**WHAT YOU NEED TO DO**
Transcribe every line, keeping it exact.

**RECORDS FOR THIS EXERCISE**
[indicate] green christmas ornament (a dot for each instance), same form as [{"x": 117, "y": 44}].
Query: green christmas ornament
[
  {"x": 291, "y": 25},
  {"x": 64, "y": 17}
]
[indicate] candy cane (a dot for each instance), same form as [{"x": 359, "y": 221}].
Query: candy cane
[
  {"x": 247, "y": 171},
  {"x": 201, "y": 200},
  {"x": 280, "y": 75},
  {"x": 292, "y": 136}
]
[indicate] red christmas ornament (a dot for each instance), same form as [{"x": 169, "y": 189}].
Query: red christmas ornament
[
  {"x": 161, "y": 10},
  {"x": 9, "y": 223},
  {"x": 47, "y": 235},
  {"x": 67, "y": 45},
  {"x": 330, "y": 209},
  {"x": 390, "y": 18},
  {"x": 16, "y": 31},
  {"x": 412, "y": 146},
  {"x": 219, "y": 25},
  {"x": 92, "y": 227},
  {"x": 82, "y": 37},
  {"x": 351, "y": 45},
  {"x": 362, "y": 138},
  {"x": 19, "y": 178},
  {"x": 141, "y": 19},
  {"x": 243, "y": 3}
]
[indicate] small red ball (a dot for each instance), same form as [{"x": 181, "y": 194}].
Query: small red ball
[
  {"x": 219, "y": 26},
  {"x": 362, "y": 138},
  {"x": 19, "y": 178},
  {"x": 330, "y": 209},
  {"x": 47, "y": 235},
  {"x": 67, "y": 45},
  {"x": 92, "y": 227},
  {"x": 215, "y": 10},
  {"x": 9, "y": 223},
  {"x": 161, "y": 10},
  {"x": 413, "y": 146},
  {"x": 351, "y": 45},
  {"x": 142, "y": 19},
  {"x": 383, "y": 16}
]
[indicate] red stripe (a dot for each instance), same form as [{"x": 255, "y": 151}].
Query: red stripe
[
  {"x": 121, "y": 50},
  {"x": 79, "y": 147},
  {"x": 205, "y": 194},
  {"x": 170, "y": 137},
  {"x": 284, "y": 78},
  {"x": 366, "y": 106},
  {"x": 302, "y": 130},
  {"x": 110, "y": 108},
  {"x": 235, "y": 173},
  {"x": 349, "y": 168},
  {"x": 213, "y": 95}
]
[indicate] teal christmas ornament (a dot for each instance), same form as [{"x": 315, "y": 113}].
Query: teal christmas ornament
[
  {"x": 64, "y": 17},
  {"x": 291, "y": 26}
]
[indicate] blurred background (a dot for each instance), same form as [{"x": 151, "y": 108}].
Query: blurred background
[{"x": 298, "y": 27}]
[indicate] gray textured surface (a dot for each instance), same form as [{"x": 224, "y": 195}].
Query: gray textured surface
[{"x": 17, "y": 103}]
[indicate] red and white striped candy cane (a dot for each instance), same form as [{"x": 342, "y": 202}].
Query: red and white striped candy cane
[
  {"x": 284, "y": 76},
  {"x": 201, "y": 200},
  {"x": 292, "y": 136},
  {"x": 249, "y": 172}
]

**SOLVED PROBLEM**
[indicate] green christmas ornament (a dot for each instance), same form as [{"x": 117, "y": 44}].
Query: green christmas ornament
[
  {"x": 291, "y": 25},
  {"x": 64, "y": 17}
]
[indicate] candy cane (a dot for each instance), same form as [{"x": 359, "y": 221}].
Query: candy cane
[
  {"x": 247, "y": 171},
  {"x": 201, "y": 200},
  {"x": 280, "y": 75},
  {"x": 292, "y": 136}
]
[indicate] red christmas ornament (a dot for each instance), same form as [{"x": 169, "y": 189}].
Query: red christmas ornament
[
  {"x": 161, "y": 10},
  {"x": 9, "y": 223},
  {"x": 47, "y": 235},
  {"x": 67, "y": 45},
  {"x": 330, "y": 209},
  {"x": 390, "y": 18},
  {"x": 16, "y": 31},
  {"x": 412, "y": 146},
  {"x": 219, "y": 25},
  {"x": 92, "y": 227},
  {"x": 82, "y": 37},
  {"x": 351, "y": 45},
  {"x": 362, "y": 138},
  {"x": 19, "y": 178},
  {"x": 141, "y": 19},
  {"x": 243, "y": 3}
]
[indicate] small red ball (a dot for each instance), same form as [{"x": 181, "y": 194}].
Query: small red ball
[
  {"x": 219, "y": 26},
  {"x": 362, "y": 138},
  {"x": 19, "y": 178},
  {"x": 330, "y": 209},
  {"x": 47, "y": 235},
  {"x": 67, "y": 45},
  {"x": 92, "y": 227},
  {"x": 215, "y": 10},
  {"x": 9, "y": 223},
  {"x": 161, "y": 10},
  {"x": 413, "y": 146},
  {"x": 351, "y": 45},
  {"x": 142, "y": 19},
  {"x": 383, "y": 16}
]
[indicate] red stripe (a dot for each instance), same form as [{"x": 255, "y": 151}].
Query: red stripe
[
  {"x": 121, "y": 50},
  {"x": 79, "y": 147},
  {"x": 205, "y": 194},
  {"x": 170, "y": 137},
  {"x": 284, "y": 78},
  {"x": 366, "y": 106},
  {"x": 302, "y": 130},
  {"x": 110, "y": 108},
  {"x": 235, "y": 173},
  {"x": 349, "y": 168},
  {"x": 213, "y": 95}
]
[indicate] teal christmas ornament (a dot for each instance), same form as [{"x": 315, "y": 113}].
Query: teal christmas ornament
[
  {"x": 64, "y": 17},
  {"x": 291, "y": 26}
]
[indicate] blurred background (a dot for each instance), same form as [{"x": 151, "y": 108}].
Query: blurred background
[{"x": 298, "y": 27}]
[indicate] gray textured surface (a dot for each instance), same form as [{"x": 224, "y": 195}].
Query: gray textured surface
[{"x": 17, "y": 103}]
[indicate] red and white striped candy cane (a dot for each instance), same form as [{"x": 342, "y": 202}].
Query: red and white striped candy cane
[
  {"x": 284, "y": 76},
  {"x": 201, "y": 200},
  {"x": 292, "y": 136},
  {"x": 249, "y": 172}
]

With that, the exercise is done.